>> Start Source
Maximizing Agricultural Potential in Nigeria Through Index-Based Insurance

This post was written by Nneka Eze, founding partner of Dalberg Advisors' Lagos office.
Once an agricultural powerhouse that held a dominant position in Africa in exports in the 1960s, Nigeria has become a net importer of agricultural produce in the past decades. The agricultural sector in Nigeria is now characterized by low productivity, low quality inputs, limited market access and inadequate use of agricultural land. Despite the challenges, agriculture is still central to the economy, accounting for 42 percent of GDP and employing approximately 70 percent of the workforce. Agriculture — one of the more labor intensive sectors — provides income to at least one in five adults in Nigeria and accounts for 45 percent of total employment in the country. If managed well, the agricultural sector holds enormous potential to grow output by 160 percent to reach USD $256 billion by 2030.
Transformation of the sector requires addressing key bottlenecks, focusing on agricultural finance. Access to finance is a major challenge, mainly taking the form of low availability of capital. Where available, price of capital is often unaffordable for smallholder farmers. Nearly 40 percent of Nigerian adults are financially excluded with higher incidence in rural areas. The challenges faced in the agriculture sector in Nigeria thus require a suite of innovative solutions that encourage the uptake of good agriculture practice and help to mitigate risks faced by actors.
Agriculture insurance uptake in particular remains significantly low, with penetration currently standing at 3 percent (based on farmers enrolled and crop area covered). The sector remains largely underdeveloped and has been characterized by very few players in retail agriculture insurance. In particular, there exist very few providers of weather index-based insurance, such as the weather index insurance program launched in 2014 by Doreo Partners, Swiss Re Corporate Solutions and the Hollard Insurance Group. Figure 1 indicates how the product is structured. While index-based insurance in Nigeria is still at a nascent stage, it faces several challenges that have limited it from achieving full scale. These challenges are both on the farmer’s end and on the insurer’s end.
>> End Source
→ Your tasks:
A) Repeat the part of the post on index-based insurance in Nigeria that opens with the words containing "Once an agricultural" and closes with "billion by 2030.".
B) In the post on index-based insurance in Nigeria, what share of the country's GDP comes from agriculture?
C) Write the next part of the post on index-based insurance in Nigeria, picking up after its final sentence.
You won't need the rows below the post to complete anything here.
>> Start Data extract
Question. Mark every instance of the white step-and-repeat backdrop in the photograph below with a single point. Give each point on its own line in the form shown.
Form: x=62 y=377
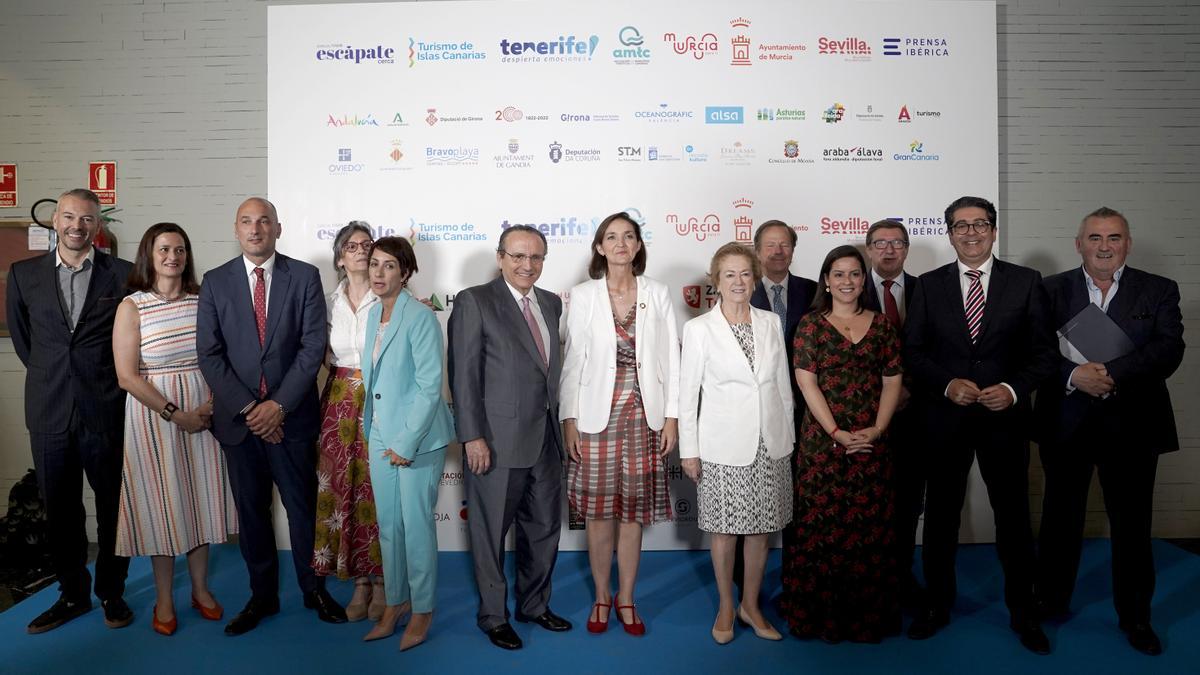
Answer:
x=445 y=123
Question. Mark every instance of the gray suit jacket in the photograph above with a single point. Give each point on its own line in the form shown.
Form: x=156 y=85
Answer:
x=502 y=390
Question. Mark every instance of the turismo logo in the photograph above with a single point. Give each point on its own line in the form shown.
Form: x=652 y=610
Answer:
x=723 y=114
x=562 y=51
x=442 y=52
x=631 y=51
x=699 y=47
x=357 y=55
x=924 y=46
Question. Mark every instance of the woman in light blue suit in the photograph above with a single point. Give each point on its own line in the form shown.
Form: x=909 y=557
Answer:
x=407 y=425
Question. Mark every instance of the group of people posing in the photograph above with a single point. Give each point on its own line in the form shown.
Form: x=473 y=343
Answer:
x=835 y=411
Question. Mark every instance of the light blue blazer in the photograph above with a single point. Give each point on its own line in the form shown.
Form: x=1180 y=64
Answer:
x=405 y=388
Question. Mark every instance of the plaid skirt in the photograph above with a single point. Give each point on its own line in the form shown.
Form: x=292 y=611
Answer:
x=622 y=476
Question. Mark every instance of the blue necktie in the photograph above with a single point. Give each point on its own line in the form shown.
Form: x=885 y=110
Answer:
x=777 y=304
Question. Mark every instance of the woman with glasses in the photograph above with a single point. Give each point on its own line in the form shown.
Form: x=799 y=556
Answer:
x=347 y=538
x=839 y=575
x=618 y=405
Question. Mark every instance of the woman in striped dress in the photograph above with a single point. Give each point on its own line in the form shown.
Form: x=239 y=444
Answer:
x=175 y=495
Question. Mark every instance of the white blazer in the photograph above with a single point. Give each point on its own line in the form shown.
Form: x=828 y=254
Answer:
x=589 y=366
x=723 y=405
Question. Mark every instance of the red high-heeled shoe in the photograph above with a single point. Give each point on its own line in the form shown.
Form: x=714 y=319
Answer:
x=598 y=626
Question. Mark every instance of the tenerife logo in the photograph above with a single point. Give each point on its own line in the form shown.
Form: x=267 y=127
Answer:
x=347 y=54
x=351 y=120
x=665 y=113
x=562 y=51
x=451 y=156
x=916 y=47
x=630 y=53
x=780 y=114
x=699 y=47
x=723 y=114
x=442 y=52
x=741 y=43
x=916 y=154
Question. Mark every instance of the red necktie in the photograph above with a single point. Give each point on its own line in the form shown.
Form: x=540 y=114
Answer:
x=889 y=303
x=261 y=320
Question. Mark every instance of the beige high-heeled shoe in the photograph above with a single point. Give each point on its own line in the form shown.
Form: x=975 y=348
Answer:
x=768 y=633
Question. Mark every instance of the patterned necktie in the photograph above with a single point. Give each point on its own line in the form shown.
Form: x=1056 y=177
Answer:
x=889 y=303
x=534 y=329
x=777 y=305
x=975 y=304
x=261 y=320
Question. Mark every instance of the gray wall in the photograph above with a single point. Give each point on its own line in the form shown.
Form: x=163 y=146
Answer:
x=1099 y=103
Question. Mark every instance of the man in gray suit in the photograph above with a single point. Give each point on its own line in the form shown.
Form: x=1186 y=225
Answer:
x=504 y=369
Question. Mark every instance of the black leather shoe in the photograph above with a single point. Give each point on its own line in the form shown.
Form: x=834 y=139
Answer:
x=117 y=613
x=1032 y=637
x=328 y=609
x=1143 y=638
x=928 y=623
x=504 y=637
x=249 y=617
x=60 y=613
x=547 y=620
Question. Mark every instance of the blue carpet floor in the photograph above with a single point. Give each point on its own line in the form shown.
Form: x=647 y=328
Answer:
x=677 y=599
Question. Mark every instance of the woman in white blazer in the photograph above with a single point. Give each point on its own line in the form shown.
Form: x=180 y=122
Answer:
x=737 y=443
x=618 y=400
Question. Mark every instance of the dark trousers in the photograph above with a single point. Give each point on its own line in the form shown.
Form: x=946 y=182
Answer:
x=61 y=460
x=1005 y=470
x=532 y=500
x=292 y=465
x=1127 y=479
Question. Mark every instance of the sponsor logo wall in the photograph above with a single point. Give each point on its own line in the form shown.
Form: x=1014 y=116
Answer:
x=447 y=123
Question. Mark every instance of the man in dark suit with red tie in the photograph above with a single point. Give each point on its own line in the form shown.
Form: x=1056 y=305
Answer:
x=889 y=290
x=978 y=344
x=1115 y=417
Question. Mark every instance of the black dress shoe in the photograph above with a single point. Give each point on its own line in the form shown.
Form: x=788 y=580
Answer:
x=1032 y=637
x=117 y=613
x=547 y=620
x=928 y=623
x=504 y=637
x=328 y=609
x=60 y=613
x=1143 y=638
x=249 y=617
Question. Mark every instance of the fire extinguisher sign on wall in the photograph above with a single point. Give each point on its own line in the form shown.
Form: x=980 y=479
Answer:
x=102 y=180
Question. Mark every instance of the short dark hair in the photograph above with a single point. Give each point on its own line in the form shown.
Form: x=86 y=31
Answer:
x=822 y=302
x=514 y=228
x=966 y=203
x=599 y=264
x=400 y=249
x=343 y=236
x=142 y=276
x=768 y=223
x=886 y=225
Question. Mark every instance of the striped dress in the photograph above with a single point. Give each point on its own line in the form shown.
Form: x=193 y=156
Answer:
x=174 y=488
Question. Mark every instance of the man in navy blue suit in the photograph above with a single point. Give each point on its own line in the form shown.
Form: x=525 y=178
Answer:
x=1115 y=417
x=261 y=339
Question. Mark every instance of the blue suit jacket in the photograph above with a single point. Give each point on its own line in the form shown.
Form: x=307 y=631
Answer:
x=405 y=387
x=291 y=354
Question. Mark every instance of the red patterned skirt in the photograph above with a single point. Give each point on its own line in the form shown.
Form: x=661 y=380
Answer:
x=347 y=541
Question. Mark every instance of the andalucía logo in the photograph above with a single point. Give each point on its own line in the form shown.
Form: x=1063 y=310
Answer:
x=631 y=52
x=699 y=47
x=349 y=54
x=562 y=51
x=351 y=120
x=916 y=47
x=442 y=52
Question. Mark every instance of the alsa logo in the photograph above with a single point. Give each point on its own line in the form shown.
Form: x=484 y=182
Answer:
x=346 y=53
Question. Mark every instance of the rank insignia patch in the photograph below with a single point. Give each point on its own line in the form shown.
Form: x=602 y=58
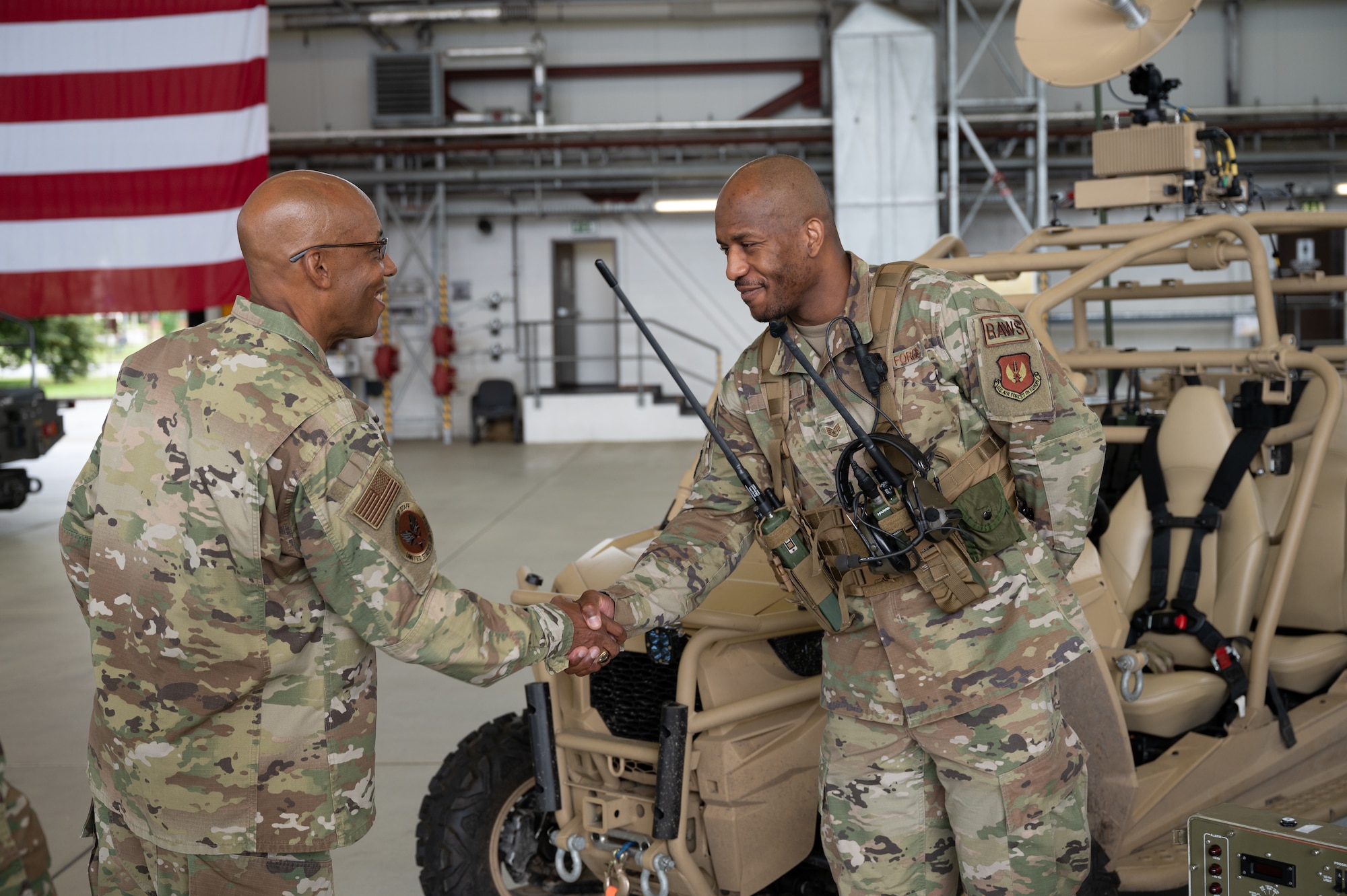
>> End Data extract
→ Answers to the exercises:
A)
Once an agricultural powerhouse that held a dominant position in Africa in exports in the 1960s, Nigeria has become a net importer of agricultural produce in the past decades. The agricultural sector in Nigeria is now characterized by low productivity, low quality inputs, limited market access and inadequate use of agricultural land. Despite the challenges, agriculture is still central to the economy, accounting for 42 percent of GDP and employing approximately 70 percent of the workforce. Agriculture — one of the more labor intensive sectors — provides income to at least one in five adults in Nigeria and accounts for 45 percent of total employment in the country. If managed well, the agricultural sector holds enormous potential to grow output by 160 percent to reach USD $256 billion by 2030.

B) 42 percent

C)
There are several hypotheses outlining why agri-insurance has not taken off in Nigeria. According to a feasibility study conducted by the World Bank Group in 2011, the main challenges that hinder the traction of index insurance products are mostly due to climate variability, low access to finance and financial information by farmers, and insufficient data for creating insurance products.
Climate variability
First, the variability of climate patterns is increasing, and insurance companies are increasingly vulnerable to taking on risks in the agricultural value chain. For instance, in the first half of 2017, farmers experienced losses due to heavy rains in December 2016 — two months after the end of the normal rainy season. While this context could provide a ripe justification for agricultural index insurance, particularly in value chains such as tomatoes and pepper that are even more vulnerable, insurance companies lack the skills to develop appropriate products and the appetite to develop and sell the products (i.e., to develop the partnerships).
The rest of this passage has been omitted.